■ Dataset entries:
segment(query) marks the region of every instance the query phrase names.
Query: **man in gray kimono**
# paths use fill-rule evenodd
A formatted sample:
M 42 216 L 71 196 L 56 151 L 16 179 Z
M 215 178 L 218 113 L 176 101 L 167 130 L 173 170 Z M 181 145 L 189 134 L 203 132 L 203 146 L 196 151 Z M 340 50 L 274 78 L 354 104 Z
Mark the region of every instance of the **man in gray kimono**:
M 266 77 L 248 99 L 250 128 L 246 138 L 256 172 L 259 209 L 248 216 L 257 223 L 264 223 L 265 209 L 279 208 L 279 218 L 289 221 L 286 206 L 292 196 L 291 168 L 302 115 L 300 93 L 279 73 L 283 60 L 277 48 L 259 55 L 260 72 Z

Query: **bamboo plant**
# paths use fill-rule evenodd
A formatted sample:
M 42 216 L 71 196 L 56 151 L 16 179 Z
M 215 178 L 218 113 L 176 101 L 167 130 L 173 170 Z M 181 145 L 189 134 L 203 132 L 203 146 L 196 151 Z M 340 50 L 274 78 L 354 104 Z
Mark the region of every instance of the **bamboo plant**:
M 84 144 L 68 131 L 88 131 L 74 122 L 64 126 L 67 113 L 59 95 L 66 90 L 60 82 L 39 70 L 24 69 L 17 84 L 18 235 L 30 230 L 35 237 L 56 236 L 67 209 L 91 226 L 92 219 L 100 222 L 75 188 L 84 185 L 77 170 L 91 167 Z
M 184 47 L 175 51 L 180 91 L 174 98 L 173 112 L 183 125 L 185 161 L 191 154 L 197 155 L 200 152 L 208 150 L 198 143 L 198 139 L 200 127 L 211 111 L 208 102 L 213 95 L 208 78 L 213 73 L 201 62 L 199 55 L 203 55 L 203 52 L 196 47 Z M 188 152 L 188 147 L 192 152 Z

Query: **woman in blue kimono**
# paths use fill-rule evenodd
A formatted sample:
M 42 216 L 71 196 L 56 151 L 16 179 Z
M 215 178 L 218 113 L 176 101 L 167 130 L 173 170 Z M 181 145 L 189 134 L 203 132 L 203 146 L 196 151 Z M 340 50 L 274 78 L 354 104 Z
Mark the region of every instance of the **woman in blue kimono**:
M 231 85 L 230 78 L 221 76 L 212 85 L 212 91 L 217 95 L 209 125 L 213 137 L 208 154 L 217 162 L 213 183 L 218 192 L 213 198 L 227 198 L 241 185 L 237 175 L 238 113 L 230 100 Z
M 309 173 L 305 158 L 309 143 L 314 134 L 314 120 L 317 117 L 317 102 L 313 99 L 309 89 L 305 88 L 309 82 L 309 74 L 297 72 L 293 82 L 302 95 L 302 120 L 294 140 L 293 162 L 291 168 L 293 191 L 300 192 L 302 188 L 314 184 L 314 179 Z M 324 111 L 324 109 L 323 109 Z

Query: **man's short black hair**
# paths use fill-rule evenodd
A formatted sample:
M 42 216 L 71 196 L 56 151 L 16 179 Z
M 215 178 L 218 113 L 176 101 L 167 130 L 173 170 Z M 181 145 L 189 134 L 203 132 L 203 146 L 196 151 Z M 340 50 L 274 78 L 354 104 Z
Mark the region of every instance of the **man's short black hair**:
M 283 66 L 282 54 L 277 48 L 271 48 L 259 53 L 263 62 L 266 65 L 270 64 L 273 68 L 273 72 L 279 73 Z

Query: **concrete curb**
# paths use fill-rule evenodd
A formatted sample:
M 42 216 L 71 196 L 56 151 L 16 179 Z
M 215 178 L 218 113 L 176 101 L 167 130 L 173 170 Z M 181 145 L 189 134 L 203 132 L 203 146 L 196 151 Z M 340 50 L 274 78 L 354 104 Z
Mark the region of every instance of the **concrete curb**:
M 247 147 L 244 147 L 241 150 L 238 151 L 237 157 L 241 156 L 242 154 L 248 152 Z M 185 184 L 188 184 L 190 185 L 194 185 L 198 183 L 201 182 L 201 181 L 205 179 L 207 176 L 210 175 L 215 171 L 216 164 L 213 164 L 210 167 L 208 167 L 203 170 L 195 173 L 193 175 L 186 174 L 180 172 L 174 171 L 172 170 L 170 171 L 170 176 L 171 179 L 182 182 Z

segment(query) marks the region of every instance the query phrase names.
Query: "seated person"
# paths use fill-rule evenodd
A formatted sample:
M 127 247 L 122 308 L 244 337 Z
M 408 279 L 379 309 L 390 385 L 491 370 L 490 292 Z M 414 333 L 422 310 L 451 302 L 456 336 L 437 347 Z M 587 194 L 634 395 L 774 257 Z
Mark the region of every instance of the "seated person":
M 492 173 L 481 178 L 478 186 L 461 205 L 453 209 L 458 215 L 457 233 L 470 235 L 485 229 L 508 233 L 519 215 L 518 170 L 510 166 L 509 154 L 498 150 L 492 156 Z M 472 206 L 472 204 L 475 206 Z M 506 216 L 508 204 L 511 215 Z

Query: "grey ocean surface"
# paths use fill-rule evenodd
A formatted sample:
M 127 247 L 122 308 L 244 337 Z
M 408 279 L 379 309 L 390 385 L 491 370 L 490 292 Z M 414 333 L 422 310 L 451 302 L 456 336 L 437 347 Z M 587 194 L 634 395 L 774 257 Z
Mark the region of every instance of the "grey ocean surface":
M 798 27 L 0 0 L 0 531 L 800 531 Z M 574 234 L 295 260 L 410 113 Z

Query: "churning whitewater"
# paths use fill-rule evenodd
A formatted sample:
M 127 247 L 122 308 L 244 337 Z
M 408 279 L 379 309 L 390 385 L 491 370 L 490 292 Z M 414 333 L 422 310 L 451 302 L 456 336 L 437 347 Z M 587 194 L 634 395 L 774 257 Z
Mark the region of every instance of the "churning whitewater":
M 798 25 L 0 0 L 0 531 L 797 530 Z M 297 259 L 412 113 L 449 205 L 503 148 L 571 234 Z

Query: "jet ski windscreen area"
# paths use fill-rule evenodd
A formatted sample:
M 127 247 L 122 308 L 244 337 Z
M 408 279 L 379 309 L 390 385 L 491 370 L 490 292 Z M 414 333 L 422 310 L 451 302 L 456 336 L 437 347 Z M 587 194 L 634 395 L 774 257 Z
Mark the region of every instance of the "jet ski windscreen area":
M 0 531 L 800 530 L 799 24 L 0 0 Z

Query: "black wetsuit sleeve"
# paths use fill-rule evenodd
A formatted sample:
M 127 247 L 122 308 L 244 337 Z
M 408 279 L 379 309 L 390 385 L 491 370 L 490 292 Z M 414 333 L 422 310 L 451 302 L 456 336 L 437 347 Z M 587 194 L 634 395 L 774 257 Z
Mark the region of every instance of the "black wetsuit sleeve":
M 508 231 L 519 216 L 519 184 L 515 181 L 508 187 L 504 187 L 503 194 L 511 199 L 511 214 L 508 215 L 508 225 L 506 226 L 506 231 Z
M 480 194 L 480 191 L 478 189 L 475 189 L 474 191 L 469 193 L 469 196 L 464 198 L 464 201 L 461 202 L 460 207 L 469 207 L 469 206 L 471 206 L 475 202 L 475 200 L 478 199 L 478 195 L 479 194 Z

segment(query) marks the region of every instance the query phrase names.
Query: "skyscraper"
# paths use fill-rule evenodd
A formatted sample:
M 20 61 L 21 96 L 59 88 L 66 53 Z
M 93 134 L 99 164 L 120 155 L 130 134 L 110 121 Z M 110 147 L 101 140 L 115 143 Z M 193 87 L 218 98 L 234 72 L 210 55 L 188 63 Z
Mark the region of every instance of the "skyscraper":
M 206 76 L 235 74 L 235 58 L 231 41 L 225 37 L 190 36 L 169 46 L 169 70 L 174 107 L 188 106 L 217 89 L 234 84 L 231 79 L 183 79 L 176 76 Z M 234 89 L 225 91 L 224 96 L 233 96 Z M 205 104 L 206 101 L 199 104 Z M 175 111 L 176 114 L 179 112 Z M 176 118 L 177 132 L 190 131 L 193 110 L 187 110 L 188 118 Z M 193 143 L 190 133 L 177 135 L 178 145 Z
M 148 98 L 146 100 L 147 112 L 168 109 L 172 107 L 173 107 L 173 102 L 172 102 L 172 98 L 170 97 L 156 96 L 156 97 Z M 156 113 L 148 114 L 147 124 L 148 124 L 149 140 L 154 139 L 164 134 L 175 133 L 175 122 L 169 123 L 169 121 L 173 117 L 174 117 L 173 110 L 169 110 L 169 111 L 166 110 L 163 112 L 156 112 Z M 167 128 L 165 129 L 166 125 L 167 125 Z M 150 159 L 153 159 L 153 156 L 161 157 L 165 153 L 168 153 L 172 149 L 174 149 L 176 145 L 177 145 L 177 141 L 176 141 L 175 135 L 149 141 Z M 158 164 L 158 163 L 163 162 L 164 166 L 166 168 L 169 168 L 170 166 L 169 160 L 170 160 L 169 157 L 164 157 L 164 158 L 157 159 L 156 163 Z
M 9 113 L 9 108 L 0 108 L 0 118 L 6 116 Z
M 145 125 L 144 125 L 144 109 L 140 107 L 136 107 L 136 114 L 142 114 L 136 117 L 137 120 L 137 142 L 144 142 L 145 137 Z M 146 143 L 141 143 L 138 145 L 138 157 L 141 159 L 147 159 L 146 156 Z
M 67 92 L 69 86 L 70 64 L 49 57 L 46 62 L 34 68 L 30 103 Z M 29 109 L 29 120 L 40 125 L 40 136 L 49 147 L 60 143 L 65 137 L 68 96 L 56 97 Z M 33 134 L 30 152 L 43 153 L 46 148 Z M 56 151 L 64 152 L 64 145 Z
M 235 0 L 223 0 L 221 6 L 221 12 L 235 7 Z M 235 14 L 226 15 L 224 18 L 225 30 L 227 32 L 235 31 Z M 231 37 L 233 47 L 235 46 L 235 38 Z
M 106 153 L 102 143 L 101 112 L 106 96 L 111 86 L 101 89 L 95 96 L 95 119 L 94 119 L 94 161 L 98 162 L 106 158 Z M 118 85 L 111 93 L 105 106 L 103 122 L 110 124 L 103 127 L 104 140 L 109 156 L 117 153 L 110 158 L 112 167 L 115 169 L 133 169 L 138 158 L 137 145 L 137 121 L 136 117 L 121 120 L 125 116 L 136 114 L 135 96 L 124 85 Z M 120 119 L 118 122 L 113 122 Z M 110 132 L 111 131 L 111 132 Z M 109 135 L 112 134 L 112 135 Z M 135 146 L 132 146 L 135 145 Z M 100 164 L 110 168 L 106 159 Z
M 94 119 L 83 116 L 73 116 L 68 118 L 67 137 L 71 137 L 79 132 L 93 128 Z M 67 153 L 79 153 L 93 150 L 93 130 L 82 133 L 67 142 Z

■ Written exercise:
Reproduce the lines from the start of the records through the line containing "Mark the region of every instance of the **man in", changing "evenodd" to "nonzero" and leaving everything else as it is.

■ Solution for this task:
segment(query) marks the region of every instance the query phrase names.
Query: **man in gray kimono**
# paths use fill-rule nonzero
A formatted sample:
M 42 216 L 71 196 L 56 151 L 16 179 Z
M 215 178 L 218 113 L 176 101 L 167 130 L 173 170 Z M 181 145 L 189 134 L 203 132 L 203 146 L 196 151 Z M 340 50 L 274 78 L 354 104 Z
Mark the region of every instance of the **man in gray kimono**:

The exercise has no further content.